** Material to process follows **

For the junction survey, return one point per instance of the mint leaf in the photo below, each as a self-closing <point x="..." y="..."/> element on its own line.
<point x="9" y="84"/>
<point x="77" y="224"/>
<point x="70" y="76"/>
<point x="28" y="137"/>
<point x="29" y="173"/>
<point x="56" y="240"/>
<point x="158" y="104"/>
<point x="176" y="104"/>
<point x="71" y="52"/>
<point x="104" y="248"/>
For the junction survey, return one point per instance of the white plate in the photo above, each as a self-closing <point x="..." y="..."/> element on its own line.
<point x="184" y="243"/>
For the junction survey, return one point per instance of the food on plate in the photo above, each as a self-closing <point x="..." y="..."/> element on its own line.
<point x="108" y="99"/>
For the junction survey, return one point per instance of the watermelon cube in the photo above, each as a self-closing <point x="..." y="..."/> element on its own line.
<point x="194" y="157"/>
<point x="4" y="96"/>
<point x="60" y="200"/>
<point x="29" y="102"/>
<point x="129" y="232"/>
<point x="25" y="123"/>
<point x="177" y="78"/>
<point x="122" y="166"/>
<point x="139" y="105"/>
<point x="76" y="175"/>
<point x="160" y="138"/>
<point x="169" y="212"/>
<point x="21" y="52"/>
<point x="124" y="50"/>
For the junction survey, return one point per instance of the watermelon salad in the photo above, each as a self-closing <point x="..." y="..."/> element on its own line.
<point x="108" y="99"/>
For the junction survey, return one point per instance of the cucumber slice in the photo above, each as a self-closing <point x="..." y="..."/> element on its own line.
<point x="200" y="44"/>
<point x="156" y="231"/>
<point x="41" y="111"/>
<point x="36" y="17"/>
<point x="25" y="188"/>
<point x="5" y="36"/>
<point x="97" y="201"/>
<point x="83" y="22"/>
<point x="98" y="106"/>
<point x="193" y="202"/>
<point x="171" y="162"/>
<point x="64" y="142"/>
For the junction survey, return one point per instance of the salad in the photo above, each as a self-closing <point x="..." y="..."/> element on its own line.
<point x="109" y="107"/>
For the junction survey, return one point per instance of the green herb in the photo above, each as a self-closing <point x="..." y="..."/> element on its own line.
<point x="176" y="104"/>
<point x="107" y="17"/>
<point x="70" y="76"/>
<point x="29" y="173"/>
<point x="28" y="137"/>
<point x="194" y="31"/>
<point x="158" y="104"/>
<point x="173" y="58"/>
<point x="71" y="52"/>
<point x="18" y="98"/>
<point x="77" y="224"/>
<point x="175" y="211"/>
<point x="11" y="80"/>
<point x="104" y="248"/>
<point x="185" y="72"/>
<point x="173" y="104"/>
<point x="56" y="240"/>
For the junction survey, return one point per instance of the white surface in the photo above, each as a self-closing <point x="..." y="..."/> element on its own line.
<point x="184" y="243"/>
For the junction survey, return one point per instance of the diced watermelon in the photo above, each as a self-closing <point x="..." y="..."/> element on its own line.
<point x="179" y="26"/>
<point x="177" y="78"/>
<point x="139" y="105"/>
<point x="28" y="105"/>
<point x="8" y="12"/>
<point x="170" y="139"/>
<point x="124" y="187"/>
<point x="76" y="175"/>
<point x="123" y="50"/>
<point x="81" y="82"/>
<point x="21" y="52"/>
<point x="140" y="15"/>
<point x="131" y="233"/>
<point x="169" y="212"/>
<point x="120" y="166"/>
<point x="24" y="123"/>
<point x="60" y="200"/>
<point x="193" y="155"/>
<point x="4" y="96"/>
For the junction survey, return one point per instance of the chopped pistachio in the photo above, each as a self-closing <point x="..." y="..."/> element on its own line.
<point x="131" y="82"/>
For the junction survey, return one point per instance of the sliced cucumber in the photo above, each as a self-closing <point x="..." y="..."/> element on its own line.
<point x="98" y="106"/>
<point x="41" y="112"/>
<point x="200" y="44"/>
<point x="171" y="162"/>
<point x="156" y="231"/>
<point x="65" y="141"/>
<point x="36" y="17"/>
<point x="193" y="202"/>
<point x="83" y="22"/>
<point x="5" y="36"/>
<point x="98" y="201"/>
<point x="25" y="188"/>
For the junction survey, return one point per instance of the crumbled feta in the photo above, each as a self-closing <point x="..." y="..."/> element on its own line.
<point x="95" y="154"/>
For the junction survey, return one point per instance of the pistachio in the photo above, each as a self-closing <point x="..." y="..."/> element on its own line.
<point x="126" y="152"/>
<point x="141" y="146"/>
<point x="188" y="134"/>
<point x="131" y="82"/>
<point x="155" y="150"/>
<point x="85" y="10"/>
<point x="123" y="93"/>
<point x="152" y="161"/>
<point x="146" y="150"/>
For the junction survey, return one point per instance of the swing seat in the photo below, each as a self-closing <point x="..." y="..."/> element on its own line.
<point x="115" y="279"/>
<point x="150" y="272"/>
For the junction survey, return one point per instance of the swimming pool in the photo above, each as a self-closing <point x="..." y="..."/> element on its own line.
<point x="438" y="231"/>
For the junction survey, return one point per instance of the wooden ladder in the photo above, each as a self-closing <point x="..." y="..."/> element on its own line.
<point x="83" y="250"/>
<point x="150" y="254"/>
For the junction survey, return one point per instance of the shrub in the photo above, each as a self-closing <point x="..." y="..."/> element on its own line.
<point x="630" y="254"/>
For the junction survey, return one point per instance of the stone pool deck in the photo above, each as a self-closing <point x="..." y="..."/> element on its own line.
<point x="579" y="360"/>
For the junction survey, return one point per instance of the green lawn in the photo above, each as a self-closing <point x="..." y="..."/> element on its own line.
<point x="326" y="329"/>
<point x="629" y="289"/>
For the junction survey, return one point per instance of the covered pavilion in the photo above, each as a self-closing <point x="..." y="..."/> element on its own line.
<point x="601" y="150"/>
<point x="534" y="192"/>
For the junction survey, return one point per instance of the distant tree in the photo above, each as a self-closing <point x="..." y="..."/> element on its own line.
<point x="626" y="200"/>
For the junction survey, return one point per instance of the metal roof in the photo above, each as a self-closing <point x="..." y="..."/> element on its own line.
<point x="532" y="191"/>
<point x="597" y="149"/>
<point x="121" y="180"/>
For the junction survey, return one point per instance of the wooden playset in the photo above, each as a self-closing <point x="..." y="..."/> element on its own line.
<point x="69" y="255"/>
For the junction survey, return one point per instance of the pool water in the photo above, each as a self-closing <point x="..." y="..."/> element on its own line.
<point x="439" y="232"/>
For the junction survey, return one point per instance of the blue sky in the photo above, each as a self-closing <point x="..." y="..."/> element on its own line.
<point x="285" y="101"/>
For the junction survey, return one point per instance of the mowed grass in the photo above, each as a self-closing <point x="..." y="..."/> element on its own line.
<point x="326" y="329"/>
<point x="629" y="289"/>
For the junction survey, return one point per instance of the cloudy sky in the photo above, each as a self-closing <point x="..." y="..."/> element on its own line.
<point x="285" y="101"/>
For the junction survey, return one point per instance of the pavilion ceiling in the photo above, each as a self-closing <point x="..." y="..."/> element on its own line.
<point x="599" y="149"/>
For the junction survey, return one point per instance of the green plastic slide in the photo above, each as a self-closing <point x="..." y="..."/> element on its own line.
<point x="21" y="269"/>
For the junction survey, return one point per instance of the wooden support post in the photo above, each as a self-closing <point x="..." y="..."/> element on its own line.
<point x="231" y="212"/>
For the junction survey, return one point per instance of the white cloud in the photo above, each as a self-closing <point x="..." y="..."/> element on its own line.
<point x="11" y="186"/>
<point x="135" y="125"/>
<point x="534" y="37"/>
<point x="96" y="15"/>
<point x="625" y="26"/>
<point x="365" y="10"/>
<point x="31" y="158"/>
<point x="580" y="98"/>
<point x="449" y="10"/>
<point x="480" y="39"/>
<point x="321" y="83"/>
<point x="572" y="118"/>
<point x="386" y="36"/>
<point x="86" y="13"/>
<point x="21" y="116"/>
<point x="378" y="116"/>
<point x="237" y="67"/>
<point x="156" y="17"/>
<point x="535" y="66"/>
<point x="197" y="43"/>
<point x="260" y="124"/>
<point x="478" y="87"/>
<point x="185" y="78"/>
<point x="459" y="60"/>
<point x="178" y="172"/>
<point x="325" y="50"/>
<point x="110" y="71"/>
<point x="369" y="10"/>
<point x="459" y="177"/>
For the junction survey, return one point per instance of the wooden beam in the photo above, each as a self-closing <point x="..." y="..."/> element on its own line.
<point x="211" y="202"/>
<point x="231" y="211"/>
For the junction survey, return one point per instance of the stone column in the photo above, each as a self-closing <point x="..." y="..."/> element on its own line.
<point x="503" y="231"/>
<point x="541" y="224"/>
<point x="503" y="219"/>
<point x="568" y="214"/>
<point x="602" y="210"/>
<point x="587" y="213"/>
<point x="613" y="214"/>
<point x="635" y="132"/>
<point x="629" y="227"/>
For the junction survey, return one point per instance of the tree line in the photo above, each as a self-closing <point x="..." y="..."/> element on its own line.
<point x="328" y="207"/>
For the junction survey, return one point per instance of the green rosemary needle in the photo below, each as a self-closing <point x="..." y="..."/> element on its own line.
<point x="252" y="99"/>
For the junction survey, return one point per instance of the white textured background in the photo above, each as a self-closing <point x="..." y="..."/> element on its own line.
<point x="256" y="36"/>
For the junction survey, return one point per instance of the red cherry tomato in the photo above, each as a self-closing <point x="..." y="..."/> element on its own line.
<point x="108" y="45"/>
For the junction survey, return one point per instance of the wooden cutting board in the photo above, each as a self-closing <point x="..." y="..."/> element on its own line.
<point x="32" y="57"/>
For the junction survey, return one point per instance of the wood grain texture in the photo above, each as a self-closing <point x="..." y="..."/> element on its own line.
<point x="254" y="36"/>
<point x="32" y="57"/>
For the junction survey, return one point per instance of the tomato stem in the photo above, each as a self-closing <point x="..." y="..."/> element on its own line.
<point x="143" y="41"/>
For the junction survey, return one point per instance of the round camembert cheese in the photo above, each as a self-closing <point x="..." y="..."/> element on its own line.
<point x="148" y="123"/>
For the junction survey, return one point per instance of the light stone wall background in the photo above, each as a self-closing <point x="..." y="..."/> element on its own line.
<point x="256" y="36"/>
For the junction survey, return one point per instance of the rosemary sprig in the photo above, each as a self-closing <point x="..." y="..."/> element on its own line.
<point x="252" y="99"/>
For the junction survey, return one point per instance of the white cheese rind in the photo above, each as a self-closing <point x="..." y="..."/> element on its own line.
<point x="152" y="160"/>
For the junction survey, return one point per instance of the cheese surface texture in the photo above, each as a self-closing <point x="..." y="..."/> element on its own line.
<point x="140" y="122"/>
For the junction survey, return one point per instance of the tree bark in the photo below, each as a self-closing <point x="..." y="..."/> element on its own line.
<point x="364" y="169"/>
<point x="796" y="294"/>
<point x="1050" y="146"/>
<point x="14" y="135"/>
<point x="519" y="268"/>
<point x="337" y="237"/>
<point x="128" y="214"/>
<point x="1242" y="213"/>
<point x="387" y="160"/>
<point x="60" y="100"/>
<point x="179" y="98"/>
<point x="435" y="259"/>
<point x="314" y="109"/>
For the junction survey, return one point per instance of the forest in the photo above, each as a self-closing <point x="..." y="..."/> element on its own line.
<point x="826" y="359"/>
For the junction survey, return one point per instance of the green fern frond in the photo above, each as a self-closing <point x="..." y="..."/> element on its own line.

** End of Material to process **

Exercise description: Return verbatim each line from the one that mentions "the white cheese" to the end of the entries, inclusive.

Response:
For the junction survey, return one point per instance of the white cheese rind in the photo above, each as a self-closing <point x="..." y="..."/> element on its own line.
<point x="152" y="160"/>
For the junction survey, return one point per instance of the cheese surface texture in the photo above, each as a self-closing <point x="..." y="..."/> element on its own line.
<point x="140" y="122"/>
For the junction survey, return one point per instance of the tree bark in the photo below, each as a self-closing <point x="..." y="..."/> element on its own line.
<point x="364" y="169"/>
<point x="796" y="294"/>
<point x="1050" y="146"/>
<point x="14" y="135"/>
<point x="519" y="268"/>
<point x="337" y="237"/>
<point x="128" y="214"/>
<point x="1242" y="213"/>
<point x="387" y="160"/>
<point x="60" y="100"/>
<point x="179" y="98"/>
<point x="435" y="259"/>
<point x="314" y="109"/>
For the junction survey, return one point per instance of the forest in the photo above, each as a self-closing <point x="..." y="..."/> element on its own line.
<point x="826" y="359"/>
For the junction survey, return one point per instance of the green fern frond in the photo above, each as a self-closing <point x="..." y="..."/> element on its own line.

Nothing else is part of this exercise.